** Begin Extracted text **
Version 1, last updated by Pete Kirkham at Apr 08 22:06 2009 UTC
Initial Thoughts
First thoughts – 2007-10-14
Having put kin aside for a couple of years, in which I’ve done part of a pure maths degree and read up quite a bit on abstract algebra, possibly become a better programmer, been exposed to few more interpreters than the Lisp, Java and Prolog I was familiar with, and done a silly amount of little benchmarks and experiments, I’m getting the interpreter bug again.
kin is intended for hpc graph/relational problems. Performance critical graph problems can extend from wire layout on the Airbus 380 to messaging your mates on Twitter to querying all Wikipedia articles that contain the word ‘wibble’ and have link distance greater than three from Rowan Atkinson.
The intention is to write an interactive, dynamic compiled language. Experience with large Javascript projects means it needs some modular system, and the ability to specify types. Open, partially typed objects should also be supported. A lot of the code I’ll throw at it will be numerical, so I believe a mix of type inference on basic types – things which can be known to be primitive integer, floating point and arrays/tuples of such – and cached object dispatch. The Self interpreter (and better C++ virtual dispatch systems) uses a technique of firm-coding the control path for the previous concrete object type to prevent an indirect causing a pipeline stall.
Which brings on the other concern – you should be capable of creating really fast code with it. It’s not necessary that fast code is pretty – I’ve worked on projects where I had to rewrite pretty code to be fast code as it was costing the company half a million a year in CPU time to run it. But fast should be elegant, and the language shouldn’t require manual repetition or obfuscation to be fast. Specifically, kin should let you tune the code generation to get fast code from a simple algorithm, rather than having to add large amounts of performance hacks to the algorithmic code itself.
It also should be bootstrappable – both Javascript and Ruby have a philosophy of moving bottlenecks into libraries written C, so the ‘high level’ user code calls the ‘performance critical’ library. The problem I’ve with that is that it means you hit an abstraction barrier below which you can’t optimise your code in the high level language, and most of the problems which take serious amounts of my programming effort are critical (otherwise I’d get a junior to code them) and so such languages don’t help me.
There are some things I have found that I really like, and will attempt to steal:
- ability to choose between dynamic and static typing (common lisp, ECMAScript 4)
- good performance without static typing (Self)
- type inference where performance should benifit (?)
- static metaprogramming (C++, Fortress, UML MDA, XS, http://www.lshift.net/blog/2007/10/15/your-very-own-32-way-simd-machineLT)
- dynamic metaprogramming (common lisp)
- cuteness (scheme, Javascript sometimes, Python) – SICP should look good in it, or at least the concepts in it should have elegant implementations.
- ability to dynamically link between actors/libraries/services (possibly based on XMPP service discovery and RDF based SOA models) with circular dependencies
- built-in pattern matching (Prolog, XSLT, Relational ML, UML transforms)
** End Extracted text **
** Begin Dataset content **
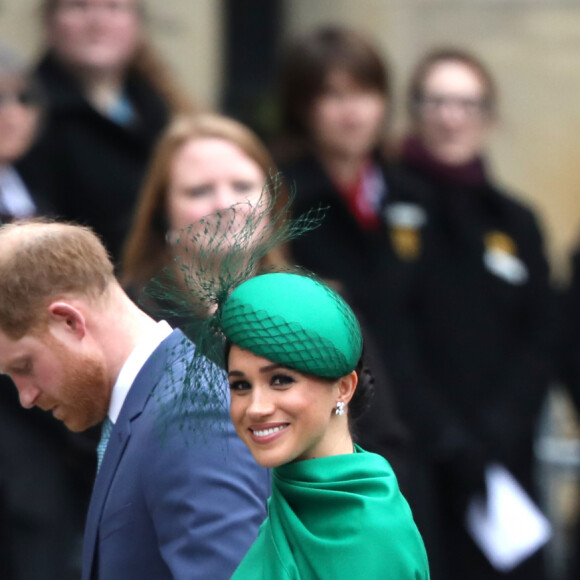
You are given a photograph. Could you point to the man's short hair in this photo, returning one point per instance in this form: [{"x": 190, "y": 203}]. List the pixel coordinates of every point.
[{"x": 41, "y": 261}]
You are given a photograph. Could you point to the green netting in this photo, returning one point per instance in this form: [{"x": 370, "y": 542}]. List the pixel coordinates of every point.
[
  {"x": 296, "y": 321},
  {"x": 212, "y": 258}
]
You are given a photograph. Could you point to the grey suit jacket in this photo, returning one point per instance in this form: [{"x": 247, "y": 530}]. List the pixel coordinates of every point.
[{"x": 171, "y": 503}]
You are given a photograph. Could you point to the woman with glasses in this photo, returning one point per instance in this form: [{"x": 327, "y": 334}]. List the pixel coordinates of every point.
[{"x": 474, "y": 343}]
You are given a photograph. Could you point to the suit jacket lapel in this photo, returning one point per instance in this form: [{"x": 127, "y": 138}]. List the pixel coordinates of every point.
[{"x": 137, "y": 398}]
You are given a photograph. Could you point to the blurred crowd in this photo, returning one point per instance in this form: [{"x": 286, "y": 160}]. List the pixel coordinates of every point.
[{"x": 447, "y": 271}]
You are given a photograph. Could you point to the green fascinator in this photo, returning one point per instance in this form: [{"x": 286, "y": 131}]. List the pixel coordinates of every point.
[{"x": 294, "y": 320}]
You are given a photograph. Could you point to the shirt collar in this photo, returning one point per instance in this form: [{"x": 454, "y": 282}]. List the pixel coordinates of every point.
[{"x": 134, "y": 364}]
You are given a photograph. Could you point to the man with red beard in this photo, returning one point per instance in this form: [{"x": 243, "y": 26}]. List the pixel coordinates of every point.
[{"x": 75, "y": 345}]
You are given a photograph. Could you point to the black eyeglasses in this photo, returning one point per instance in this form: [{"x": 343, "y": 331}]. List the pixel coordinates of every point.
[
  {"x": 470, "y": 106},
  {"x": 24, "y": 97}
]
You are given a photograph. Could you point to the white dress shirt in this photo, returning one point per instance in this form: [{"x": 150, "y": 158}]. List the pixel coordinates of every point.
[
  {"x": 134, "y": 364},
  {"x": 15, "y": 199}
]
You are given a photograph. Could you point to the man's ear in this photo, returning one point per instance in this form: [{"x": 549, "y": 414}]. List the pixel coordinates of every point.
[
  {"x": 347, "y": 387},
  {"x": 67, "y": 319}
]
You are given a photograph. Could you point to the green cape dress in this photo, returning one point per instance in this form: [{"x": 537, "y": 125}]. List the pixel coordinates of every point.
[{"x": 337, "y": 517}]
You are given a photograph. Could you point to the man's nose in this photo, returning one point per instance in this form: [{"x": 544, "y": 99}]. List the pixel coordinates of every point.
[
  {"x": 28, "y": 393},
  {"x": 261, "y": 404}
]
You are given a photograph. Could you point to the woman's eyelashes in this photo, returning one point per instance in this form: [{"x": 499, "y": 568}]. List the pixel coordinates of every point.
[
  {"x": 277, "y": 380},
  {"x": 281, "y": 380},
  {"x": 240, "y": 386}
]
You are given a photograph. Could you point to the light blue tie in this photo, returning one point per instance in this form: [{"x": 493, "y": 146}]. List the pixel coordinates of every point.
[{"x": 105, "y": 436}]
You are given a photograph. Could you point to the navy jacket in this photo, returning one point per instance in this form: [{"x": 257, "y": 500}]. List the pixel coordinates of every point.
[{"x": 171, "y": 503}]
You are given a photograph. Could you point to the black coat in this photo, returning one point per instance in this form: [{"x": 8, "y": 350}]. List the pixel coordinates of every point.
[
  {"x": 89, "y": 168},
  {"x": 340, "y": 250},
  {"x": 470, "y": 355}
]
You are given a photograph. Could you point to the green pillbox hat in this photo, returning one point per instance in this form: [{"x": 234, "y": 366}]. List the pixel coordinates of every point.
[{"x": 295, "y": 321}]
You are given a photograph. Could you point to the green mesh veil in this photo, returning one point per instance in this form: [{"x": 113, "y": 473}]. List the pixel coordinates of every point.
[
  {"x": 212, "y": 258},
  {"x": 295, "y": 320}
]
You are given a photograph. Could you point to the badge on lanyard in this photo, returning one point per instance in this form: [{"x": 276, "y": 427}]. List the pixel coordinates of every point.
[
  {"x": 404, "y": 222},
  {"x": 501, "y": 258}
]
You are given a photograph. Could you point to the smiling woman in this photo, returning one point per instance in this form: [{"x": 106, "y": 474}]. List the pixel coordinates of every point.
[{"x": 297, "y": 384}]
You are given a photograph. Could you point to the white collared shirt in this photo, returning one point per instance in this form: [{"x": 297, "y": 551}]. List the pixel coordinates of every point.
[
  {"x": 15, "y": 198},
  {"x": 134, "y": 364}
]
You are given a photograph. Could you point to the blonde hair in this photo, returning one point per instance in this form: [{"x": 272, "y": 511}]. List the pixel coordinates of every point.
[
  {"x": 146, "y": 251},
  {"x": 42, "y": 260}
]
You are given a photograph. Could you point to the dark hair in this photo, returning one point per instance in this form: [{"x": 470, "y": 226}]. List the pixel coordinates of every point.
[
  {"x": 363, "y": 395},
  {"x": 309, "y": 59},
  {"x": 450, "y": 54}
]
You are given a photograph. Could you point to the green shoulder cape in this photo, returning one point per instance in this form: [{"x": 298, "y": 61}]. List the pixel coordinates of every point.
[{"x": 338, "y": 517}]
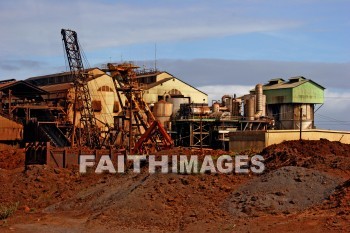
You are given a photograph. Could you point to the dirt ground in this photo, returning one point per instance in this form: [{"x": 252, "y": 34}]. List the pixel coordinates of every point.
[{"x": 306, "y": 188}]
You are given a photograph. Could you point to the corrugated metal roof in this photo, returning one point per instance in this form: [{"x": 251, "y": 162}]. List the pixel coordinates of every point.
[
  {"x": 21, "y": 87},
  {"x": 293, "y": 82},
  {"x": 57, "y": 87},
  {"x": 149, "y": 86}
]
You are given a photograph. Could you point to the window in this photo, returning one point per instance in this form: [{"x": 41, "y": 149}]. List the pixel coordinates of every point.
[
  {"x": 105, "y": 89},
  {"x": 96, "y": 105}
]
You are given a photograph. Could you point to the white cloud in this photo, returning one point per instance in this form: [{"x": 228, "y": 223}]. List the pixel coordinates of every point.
** End Dataset content **
### The task
Answer these questions from the "Initial Thoughts" text:
(a) What kind of problems is kin intended for?
(b) Which two languages does it say move bottlenecks into libraries written in C?
(c) Which language is credited with good performance without static typing?
These records have no connection to the text.

### Worked solution
(a) HPC graph/relational problems.
(b) Javascript and Ruby.
(c) Self.